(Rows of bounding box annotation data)
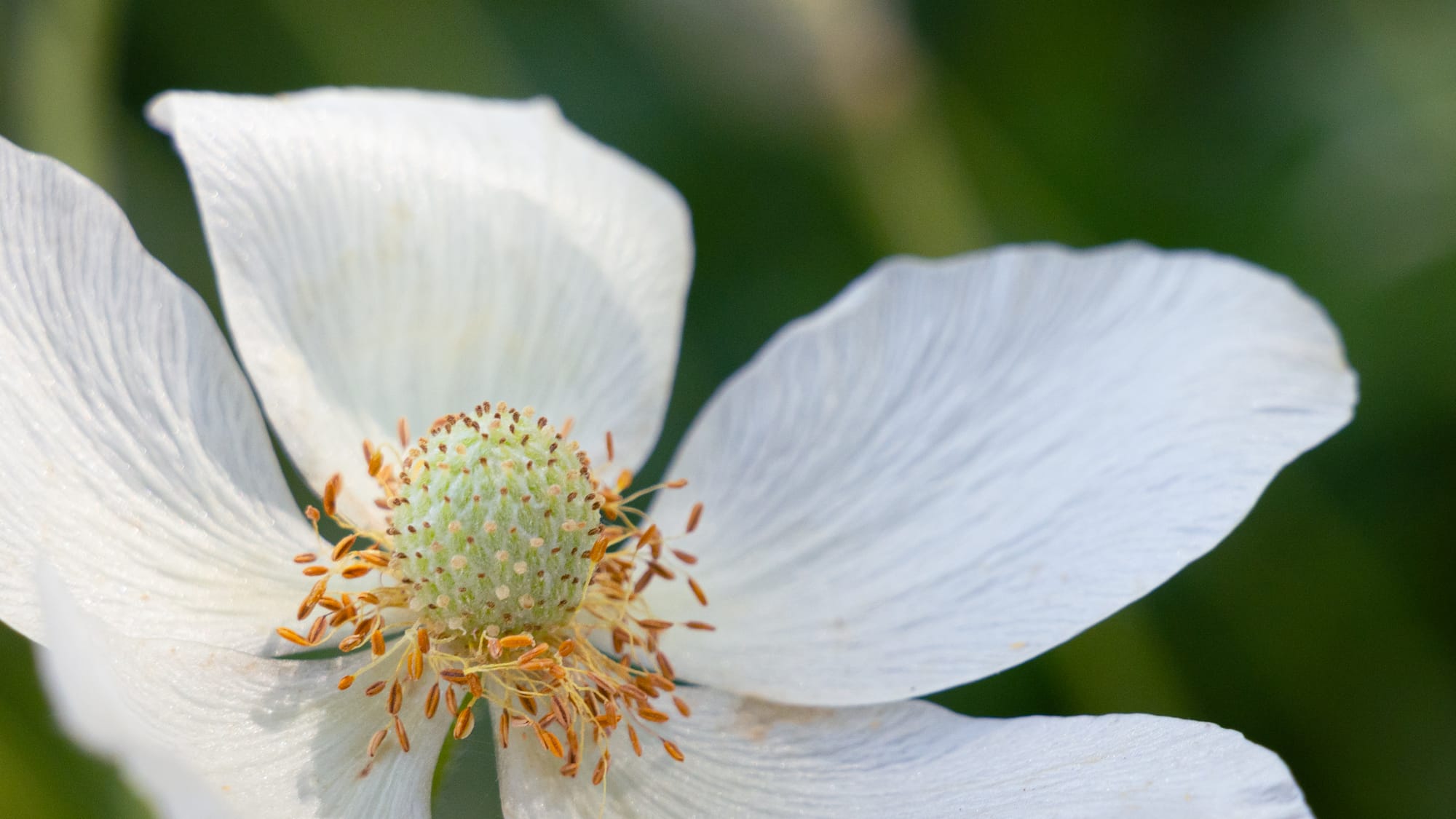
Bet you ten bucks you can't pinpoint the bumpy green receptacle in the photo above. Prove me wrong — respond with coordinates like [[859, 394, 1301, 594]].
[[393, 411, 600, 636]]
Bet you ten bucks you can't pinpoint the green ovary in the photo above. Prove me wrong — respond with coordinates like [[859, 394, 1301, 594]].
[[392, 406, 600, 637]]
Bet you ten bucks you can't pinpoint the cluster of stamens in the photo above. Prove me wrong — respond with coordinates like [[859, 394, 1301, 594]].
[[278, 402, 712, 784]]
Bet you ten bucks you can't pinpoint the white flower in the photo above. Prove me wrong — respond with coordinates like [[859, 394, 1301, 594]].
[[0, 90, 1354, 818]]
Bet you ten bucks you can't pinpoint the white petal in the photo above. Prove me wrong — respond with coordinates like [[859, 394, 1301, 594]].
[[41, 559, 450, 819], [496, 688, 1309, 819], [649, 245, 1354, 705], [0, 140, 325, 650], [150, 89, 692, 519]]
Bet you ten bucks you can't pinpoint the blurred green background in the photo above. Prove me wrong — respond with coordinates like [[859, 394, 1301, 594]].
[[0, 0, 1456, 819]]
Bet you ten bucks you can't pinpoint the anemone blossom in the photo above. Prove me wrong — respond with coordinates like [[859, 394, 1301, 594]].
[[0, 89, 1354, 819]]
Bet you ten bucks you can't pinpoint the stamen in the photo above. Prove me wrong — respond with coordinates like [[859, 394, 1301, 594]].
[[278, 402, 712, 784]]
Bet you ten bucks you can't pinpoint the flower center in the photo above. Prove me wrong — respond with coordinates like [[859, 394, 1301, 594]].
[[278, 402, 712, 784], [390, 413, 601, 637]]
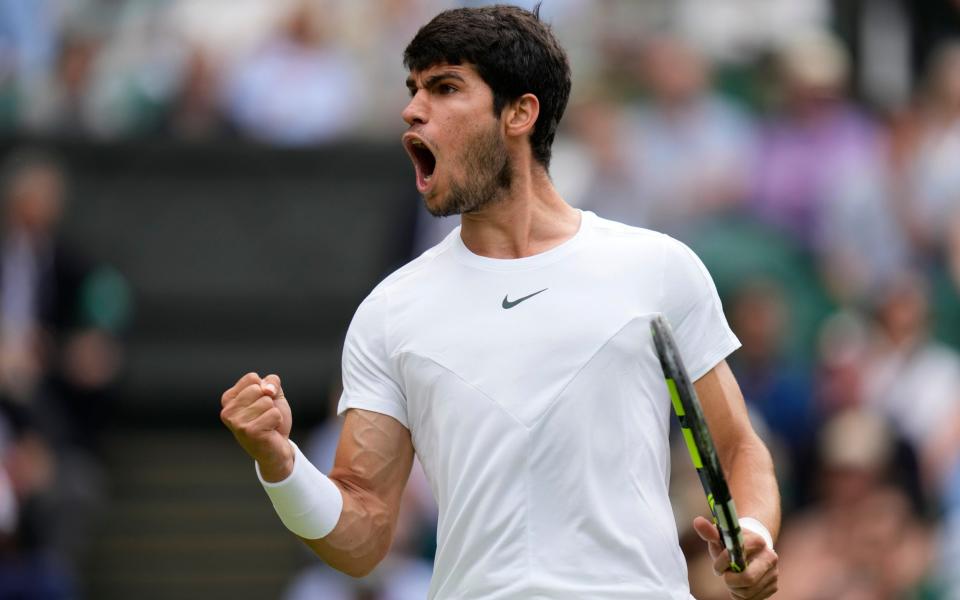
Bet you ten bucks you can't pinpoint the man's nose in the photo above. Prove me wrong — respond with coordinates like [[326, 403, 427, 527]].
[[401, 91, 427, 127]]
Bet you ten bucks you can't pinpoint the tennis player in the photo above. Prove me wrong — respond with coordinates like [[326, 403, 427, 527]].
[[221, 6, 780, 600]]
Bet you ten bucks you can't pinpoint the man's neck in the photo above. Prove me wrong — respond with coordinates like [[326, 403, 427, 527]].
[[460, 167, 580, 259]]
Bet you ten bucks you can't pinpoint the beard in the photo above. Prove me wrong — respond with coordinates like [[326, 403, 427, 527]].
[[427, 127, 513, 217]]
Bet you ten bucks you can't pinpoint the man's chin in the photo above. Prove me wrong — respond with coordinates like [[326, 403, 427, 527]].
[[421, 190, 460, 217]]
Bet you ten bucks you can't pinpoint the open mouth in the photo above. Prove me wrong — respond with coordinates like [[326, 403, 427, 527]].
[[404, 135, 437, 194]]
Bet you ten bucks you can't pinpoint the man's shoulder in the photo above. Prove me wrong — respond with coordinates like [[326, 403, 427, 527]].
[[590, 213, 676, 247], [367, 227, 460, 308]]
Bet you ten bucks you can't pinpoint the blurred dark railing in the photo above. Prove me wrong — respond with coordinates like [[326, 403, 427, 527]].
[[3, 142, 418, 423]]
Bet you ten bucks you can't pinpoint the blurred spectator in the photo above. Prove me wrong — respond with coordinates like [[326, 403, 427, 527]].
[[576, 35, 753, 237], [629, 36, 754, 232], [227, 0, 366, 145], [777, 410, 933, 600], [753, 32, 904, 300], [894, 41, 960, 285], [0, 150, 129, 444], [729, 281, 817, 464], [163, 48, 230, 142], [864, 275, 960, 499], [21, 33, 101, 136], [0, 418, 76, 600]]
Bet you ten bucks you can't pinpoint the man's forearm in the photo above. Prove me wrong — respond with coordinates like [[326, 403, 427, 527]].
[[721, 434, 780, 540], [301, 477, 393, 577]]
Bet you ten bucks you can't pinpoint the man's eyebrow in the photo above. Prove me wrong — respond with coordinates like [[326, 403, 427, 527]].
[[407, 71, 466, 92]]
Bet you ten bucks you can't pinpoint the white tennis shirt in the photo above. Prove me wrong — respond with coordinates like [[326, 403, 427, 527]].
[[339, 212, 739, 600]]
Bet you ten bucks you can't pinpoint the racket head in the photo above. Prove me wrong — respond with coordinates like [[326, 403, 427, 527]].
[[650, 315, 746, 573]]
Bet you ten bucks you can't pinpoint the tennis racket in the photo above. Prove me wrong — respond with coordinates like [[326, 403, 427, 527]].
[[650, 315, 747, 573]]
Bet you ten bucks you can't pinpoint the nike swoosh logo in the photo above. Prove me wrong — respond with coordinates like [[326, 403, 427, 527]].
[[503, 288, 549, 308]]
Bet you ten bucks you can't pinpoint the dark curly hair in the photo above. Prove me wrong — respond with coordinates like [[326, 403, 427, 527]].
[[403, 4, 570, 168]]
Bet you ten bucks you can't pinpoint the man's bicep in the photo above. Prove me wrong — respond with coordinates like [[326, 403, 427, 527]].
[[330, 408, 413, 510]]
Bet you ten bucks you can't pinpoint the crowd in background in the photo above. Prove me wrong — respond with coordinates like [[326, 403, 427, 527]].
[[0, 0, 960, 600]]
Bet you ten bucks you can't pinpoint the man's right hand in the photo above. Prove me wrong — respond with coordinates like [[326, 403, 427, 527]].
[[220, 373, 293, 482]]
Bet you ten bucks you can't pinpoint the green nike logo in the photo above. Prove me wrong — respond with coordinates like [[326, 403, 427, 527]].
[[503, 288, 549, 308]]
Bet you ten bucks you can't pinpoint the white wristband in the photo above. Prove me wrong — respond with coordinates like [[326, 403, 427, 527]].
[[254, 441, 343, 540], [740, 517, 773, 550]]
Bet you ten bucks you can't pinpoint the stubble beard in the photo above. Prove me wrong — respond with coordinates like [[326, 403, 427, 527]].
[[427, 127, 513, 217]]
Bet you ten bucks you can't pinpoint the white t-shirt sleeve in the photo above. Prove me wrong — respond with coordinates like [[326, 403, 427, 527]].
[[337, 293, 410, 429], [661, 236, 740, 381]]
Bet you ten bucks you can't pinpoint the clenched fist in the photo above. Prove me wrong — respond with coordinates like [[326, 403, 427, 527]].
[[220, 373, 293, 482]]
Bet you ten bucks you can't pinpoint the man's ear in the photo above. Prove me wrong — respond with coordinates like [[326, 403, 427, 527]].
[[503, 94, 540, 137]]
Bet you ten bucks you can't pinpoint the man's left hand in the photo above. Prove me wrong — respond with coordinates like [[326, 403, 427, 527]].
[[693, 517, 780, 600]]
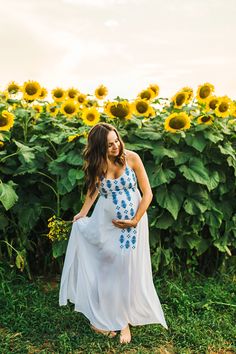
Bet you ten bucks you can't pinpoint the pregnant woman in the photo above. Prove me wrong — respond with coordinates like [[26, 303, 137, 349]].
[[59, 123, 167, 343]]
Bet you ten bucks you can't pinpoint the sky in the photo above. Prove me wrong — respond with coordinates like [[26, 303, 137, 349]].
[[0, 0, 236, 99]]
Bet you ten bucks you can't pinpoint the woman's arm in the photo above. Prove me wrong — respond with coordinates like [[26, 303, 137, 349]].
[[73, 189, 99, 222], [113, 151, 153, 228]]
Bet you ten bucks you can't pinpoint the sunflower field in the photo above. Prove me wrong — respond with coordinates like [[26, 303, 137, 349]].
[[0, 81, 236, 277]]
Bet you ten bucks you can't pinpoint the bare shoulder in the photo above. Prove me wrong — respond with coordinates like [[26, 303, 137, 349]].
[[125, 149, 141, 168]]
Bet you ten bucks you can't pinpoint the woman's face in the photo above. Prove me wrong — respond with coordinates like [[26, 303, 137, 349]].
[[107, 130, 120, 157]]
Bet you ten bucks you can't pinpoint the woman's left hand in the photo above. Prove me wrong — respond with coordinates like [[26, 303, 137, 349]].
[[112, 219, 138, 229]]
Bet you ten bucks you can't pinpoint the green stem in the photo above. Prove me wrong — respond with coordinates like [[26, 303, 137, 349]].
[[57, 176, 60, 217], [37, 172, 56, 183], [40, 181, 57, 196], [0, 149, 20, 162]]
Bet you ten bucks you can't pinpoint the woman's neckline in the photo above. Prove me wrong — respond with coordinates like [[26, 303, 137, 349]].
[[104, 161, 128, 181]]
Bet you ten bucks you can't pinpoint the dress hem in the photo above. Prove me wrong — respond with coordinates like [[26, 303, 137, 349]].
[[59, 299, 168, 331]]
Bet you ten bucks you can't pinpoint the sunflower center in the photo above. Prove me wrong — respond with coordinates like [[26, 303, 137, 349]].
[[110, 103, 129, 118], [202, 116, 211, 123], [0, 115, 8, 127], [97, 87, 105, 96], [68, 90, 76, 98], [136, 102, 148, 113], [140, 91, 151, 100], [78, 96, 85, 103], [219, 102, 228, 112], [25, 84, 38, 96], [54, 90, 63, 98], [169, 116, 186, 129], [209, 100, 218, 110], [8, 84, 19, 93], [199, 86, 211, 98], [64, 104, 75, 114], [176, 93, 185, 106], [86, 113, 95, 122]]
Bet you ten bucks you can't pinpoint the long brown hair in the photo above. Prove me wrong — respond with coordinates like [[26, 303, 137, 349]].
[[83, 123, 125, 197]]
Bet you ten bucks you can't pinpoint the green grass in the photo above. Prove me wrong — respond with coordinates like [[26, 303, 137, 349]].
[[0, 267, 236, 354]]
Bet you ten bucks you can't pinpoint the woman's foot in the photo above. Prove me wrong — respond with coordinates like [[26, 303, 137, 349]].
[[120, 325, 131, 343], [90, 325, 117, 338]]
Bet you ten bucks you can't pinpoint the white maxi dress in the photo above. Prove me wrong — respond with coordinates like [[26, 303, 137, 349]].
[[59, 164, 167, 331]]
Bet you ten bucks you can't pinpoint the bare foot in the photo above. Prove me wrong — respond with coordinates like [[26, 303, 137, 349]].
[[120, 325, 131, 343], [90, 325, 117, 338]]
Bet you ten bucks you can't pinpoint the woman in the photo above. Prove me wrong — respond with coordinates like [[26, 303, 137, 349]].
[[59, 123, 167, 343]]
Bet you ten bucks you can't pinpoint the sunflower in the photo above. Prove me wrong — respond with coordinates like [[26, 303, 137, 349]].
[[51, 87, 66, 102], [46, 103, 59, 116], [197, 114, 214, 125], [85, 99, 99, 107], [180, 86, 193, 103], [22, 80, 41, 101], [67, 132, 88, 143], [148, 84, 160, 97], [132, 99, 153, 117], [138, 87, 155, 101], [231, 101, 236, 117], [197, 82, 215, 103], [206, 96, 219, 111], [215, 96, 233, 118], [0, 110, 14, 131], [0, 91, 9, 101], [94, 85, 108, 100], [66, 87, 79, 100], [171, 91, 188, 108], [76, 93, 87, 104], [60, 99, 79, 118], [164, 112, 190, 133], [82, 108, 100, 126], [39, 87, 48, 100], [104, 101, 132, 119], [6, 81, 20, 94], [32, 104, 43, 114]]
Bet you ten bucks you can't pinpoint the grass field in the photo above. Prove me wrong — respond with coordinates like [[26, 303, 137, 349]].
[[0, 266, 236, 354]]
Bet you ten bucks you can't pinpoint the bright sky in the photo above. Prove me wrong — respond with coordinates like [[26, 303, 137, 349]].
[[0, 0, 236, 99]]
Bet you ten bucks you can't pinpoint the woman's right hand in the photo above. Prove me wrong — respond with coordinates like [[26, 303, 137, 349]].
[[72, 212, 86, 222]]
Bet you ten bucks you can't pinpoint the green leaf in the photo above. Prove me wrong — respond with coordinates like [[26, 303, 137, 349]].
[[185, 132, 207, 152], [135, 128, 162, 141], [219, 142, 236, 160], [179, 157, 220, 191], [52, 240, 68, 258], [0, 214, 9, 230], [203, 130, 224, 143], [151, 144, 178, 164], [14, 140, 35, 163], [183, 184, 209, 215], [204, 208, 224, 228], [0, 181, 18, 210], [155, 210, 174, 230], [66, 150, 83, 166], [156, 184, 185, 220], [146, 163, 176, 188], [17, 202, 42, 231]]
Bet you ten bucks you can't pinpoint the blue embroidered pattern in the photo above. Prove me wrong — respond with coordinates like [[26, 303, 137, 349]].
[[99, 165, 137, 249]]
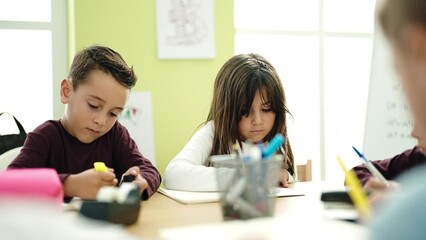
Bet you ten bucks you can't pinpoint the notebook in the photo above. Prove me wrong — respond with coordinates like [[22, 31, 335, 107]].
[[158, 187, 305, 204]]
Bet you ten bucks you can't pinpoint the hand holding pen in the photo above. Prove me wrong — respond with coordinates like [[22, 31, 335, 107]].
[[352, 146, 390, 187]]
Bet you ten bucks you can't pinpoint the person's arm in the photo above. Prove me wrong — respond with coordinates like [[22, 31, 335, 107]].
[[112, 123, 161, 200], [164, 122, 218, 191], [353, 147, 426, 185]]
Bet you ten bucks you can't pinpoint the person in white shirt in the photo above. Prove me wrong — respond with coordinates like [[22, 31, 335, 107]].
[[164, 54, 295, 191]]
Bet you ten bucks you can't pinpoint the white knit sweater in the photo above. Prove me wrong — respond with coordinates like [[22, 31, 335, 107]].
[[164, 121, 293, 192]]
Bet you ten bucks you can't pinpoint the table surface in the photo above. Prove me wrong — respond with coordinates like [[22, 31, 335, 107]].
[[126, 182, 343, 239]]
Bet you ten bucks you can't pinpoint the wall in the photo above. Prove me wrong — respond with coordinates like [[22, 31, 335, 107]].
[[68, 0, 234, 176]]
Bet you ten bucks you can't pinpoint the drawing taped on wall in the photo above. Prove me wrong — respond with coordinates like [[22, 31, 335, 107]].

**Your objective**
Transcribe the lines above without any change, from the line with "Bet you ten bucks you can't pinpoint the tennis racket" to the line with "[[650, 315, 747, 573]]", both included.

**Final result**
Bet you ten bucks you can't pinpoint the tennis racket in the photo above. Prove me wrong — respond with coordinates like [[326, 403, 427, 527]].
[[650, 315, 747, 573]]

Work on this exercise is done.